Exercise requirements —
From the records below, pick out and copy each line that contains the string "statue".

Segmentation data
↓↓↓

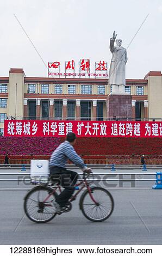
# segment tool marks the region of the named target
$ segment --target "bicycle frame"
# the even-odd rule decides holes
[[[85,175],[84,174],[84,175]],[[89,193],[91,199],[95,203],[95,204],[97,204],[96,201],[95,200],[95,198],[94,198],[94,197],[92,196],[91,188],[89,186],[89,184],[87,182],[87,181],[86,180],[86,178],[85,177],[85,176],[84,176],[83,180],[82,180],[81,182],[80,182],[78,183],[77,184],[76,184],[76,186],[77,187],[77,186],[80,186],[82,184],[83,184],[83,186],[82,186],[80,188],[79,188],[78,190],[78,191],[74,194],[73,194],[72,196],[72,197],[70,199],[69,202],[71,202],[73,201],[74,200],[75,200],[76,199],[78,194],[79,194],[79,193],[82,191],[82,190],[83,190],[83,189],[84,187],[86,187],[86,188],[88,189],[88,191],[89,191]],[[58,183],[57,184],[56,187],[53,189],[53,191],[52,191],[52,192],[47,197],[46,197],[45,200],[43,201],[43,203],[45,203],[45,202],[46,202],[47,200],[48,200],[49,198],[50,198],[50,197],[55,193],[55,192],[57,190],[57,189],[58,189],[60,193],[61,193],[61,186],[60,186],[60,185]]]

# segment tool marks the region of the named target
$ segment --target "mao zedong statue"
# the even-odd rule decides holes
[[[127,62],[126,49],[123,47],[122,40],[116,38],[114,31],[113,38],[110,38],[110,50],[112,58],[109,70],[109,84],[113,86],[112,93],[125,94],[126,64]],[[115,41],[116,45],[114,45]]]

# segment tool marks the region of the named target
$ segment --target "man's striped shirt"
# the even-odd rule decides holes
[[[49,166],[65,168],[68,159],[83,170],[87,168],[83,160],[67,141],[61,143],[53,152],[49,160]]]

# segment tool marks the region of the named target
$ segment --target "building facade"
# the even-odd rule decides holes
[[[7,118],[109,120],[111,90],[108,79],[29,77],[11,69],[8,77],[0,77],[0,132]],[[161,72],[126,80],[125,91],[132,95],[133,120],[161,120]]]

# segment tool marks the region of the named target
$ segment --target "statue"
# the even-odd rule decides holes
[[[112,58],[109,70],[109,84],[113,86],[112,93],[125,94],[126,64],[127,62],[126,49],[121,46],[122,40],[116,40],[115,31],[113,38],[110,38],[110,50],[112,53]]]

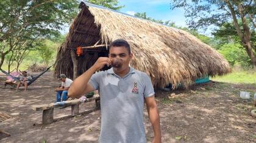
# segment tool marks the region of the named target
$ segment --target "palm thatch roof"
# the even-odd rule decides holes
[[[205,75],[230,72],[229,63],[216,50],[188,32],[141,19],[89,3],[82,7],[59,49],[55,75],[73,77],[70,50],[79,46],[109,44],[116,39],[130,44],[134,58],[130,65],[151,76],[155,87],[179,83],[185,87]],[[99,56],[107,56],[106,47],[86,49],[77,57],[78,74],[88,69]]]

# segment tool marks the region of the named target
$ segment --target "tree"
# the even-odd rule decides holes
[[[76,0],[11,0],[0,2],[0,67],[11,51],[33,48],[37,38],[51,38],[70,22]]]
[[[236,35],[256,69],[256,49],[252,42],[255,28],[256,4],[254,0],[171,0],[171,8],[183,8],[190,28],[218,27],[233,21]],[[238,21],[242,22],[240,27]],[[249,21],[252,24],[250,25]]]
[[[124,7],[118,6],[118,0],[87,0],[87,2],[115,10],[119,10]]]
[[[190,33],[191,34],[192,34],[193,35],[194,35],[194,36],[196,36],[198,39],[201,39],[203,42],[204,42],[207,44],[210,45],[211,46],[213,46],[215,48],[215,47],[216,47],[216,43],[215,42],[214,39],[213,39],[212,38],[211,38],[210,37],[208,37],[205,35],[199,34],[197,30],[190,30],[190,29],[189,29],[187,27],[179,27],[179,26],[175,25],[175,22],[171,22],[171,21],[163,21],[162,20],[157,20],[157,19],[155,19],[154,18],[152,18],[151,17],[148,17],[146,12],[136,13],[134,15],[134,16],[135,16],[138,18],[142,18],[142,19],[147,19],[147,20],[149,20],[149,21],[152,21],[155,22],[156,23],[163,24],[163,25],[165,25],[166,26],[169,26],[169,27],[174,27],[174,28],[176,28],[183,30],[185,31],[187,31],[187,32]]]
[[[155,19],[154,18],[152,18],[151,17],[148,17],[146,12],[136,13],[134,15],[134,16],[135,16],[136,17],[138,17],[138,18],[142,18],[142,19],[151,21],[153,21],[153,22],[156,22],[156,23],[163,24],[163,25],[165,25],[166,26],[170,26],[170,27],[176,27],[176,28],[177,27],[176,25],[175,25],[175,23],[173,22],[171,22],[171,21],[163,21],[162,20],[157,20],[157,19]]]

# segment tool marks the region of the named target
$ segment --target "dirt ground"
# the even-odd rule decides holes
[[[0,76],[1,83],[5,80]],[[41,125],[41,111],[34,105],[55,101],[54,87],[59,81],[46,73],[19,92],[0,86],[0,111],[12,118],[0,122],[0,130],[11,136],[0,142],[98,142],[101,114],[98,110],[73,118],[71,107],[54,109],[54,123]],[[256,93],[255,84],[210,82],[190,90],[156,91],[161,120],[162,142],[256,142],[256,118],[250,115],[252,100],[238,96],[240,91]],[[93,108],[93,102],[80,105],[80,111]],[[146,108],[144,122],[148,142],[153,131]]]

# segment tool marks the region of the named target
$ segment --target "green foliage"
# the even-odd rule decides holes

↑↑↑
↓↓↓

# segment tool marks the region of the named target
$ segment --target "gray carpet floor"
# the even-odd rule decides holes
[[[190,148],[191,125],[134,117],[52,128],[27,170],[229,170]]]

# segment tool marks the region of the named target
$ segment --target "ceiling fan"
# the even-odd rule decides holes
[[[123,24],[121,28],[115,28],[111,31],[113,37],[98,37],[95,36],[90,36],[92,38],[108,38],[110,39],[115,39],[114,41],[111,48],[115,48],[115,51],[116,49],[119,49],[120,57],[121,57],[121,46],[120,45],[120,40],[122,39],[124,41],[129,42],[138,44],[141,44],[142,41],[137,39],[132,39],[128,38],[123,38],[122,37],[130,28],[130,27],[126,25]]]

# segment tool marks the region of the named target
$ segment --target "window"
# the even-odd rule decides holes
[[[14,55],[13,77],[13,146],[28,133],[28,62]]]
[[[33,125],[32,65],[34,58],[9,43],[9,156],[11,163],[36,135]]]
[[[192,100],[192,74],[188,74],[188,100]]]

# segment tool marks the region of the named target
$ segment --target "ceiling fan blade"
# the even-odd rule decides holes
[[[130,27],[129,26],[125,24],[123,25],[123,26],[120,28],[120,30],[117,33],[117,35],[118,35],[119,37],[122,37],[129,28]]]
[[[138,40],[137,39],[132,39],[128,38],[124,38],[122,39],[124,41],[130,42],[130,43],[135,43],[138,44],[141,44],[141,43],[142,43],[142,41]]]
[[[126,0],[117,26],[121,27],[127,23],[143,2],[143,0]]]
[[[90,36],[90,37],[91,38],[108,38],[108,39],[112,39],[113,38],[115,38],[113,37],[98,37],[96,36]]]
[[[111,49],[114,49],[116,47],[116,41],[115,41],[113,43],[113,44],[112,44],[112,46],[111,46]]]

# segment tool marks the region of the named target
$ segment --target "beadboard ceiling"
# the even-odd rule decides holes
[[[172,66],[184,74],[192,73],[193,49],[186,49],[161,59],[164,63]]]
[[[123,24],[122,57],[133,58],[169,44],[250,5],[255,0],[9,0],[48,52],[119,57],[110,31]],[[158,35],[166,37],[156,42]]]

↑↑↑

Answer to this task —
$ segment --target "mao zedong statue"
$ segment --target "statue"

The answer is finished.